**SHORT EXERCISE**
Please reproduce, unchanged, the part of the items that opens with the line containing "of the baseboard." and closes with the line containing "(355, 1013)", both lines included.

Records
* * *

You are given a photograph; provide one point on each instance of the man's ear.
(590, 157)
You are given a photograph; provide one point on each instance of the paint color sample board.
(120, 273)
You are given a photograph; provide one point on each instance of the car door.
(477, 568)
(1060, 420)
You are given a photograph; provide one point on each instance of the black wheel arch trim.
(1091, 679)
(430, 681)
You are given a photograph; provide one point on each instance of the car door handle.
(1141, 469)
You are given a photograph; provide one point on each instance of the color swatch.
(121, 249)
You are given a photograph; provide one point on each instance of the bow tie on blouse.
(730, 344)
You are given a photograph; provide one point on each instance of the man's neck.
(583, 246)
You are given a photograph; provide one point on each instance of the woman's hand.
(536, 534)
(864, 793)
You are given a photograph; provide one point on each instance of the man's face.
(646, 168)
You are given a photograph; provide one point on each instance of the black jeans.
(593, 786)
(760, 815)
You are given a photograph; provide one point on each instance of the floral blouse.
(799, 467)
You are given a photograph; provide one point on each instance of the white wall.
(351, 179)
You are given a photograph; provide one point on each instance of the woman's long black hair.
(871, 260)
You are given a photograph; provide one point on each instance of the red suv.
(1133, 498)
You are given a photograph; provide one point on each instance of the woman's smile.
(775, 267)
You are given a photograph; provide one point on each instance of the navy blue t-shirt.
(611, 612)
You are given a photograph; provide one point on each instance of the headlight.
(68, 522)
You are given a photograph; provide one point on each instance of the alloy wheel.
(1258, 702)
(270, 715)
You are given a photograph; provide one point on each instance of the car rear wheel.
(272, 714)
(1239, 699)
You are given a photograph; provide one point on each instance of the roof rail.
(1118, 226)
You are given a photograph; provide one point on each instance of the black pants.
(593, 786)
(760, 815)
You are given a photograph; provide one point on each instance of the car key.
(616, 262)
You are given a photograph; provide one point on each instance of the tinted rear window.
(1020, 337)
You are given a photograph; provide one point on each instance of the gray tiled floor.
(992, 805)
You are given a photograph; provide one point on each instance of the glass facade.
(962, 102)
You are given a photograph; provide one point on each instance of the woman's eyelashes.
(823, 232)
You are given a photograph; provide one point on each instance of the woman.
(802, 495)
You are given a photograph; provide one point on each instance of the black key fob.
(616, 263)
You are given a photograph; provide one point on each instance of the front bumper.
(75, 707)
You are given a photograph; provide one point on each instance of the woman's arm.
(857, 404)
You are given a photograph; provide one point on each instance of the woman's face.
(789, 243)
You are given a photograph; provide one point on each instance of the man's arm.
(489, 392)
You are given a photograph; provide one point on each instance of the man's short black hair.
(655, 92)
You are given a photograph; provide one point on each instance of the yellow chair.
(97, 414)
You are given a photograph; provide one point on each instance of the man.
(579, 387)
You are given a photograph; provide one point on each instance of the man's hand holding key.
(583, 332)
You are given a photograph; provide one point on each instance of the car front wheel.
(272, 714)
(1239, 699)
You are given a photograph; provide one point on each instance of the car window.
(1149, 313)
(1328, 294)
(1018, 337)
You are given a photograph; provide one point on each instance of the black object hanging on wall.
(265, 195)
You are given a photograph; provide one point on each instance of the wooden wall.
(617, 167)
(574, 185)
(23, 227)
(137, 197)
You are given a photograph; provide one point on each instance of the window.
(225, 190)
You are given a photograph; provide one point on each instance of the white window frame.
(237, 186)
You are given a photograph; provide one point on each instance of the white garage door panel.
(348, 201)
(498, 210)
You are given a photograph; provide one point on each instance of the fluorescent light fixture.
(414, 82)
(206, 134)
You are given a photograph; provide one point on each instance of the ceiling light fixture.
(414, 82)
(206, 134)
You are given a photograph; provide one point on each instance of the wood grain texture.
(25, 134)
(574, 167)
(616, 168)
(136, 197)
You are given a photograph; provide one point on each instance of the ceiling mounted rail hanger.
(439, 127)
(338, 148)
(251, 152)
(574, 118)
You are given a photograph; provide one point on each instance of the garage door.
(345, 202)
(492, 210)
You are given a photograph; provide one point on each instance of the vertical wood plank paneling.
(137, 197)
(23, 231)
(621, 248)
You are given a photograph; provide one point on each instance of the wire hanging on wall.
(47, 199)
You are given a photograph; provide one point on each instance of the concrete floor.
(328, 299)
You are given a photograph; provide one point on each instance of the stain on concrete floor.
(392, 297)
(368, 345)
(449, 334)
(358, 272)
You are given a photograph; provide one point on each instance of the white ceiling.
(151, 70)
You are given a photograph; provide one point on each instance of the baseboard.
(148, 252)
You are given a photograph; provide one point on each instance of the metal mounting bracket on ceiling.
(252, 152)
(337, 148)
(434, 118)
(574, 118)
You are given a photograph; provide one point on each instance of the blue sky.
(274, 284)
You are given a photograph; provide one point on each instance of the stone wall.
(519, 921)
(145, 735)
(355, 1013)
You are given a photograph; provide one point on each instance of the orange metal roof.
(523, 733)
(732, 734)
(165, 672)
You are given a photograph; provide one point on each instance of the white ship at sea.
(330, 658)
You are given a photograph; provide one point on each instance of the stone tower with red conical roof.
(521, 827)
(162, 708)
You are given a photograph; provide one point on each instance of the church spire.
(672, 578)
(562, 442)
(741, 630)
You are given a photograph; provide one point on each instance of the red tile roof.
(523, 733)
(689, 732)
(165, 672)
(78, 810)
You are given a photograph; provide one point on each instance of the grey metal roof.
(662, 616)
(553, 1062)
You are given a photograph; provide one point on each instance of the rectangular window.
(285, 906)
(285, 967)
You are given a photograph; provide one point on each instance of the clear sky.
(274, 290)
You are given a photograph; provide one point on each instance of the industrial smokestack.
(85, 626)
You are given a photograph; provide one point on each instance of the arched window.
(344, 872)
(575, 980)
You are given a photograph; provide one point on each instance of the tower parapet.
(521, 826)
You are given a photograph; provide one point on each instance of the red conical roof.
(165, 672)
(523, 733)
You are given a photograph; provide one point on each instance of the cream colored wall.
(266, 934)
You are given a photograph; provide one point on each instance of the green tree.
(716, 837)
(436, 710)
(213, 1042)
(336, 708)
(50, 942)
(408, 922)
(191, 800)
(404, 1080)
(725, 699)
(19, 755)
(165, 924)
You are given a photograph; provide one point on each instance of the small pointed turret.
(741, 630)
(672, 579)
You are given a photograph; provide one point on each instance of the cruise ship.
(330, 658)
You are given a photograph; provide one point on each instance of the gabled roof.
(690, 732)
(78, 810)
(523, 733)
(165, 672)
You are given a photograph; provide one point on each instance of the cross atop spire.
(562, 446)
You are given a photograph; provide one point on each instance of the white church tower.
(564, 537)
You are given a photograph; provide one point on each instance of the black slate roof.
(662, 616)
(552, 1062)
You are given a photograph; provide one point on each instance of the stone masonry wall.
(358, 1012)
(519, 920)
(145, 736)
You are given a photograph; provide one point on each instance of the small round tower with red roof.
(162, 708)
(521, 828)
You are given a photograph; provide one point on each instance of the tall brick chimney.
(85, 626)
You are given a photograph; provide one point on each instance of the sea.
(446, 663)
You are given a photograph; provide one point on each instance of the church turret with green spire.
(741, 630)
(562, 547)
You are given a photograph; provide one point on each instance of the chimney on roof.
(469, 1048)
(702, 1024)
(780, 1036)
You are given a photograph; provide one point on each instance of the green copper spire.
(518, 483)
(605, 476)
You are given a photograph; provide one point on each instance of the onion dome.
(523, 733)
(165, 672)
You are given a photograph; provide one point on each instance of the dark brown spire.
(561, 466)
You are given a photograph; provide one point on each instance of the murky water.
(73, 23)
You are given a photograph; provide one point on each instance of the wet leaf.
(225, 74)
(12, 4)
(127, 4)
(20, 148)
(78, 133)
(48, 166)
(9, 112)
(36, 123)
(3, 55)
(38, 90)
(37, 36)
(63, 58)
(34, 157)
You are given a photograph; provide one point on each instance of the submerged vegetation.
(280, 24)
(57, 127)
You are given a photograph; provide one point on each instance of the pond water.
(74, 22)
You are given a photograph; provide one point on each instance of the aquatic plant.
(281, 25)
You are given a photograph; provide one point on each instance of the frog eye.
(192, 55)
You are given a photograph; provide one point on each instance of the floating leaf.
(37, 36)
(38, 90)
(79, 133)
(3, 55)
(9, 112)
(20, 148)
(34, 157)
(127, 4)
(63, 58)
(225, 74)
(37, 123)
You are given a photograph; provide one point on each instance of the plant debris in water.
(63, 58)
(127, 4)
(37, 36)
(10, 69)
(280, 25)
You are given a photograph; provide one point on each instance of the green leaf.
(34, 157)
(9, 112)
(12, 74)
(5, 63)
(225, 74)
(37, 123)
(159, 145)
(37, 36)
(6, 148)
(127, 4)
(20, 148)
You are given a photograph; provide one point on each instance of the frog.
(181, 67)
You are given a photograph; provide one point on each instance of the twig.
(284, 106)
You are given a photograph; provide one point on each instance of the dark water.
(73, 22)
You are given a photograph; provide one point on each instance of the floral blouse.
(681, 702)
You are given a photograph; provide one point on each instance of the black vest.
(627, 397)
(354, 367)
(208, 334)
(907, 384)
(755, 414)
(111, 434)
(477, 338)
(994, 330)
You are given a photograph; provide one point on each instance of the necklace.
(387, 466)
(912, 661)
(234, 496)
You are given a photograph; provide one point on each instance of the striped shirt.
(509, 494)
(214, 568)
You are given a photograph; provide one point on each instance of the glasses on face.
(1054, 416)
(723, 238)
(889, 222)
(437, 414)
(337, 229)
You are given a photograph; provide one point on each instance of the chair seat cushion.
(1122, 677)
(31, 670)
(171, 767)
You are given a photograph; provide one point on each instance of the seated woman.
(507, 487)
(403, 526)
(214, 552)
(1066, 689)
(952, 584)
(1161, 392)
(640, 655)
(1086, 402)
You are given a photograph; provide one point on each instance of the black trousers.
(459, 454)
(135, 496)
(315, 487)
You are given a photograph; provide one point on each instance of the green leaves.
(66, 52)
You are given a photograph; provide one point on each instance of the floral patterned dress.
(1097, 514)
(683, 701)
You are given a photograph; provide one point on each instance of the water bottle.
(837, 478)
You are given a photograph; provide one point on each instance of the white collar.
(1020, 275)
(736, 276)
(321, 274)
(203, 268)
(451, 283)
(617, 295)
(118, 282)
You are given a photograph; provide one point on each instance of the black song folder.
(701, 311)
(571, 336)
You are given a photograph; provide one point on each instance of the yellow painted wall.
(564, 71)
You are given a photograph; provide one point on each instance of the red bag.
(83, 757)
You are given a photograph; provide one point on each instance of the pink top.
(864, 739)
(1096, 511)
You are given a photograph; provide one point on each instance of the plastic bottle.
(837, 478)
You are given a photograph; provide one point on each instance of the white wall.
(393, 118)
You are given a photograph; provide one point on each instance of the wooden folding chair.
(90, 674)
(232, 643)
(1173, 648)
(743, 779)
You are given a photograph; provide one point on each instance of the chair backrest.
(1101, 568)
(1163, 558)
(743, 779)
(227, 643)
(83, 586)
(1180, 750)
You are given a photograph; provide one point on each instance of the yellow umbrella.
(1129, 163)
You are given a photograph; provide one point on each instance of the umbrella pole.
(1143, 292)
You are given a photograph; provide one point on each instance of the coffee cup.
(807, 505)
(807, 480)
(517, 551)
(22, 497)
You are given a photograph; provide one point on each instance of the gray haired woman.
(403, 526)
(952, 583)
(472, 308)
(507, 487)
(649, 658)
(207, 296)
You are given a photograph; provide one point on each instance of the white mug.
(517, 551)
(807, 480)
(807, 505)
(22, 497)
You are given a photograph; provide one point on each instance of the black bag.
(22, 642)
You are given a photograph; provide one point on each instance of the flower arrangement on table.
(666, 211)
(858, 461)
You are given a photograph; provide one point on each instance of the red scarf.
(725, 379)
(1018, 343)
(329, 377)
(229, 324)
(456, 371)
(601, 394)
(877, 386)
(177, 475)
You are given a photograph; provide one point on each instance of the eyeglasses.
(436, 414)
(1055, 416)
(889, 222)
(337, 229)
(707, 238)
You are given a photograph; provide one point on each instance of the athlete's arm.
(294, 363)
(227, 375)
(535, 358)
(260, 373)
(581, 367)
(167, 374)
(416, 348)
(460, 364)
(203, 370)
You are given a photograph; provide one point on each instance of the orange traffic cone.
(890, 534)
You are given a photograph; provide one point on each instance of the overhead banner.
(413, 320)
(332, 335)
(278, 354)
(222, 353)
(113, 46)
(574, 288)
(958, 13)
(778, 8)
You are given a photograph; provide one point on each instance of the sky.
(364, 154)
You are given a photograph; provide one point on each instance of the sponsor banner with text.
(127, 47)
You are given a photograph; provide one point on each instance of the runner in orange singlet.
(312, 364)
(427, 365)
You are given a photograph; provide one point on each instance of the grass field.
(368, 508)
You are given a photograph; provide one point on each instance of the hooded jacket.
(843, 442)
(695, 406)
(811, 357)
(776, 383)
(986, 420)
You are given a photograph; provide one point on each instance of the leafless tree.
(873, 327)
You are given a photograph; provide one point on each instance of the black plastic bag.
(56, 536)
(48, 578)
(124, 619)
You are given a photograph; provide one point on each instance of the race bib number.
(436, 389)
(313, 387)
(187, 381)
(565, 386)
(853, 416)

* * *

**OUTPUT BELOW**
You are given a photograph; provide one point on each instance of the baseboard.
(148, 252)
You are given a photograph; provide one point on each instance of the metal mounting bracket on ceiling.
(252, 152)
(337, 148)
(434, 118)
(574, 118)
You are given a photograph; provide one point on each instance of the blue sky.
(274, 284)
You are given a photograph; provide one point on each instance of the stone wall.
(519, 921)
(145, 735)
(355, 1013)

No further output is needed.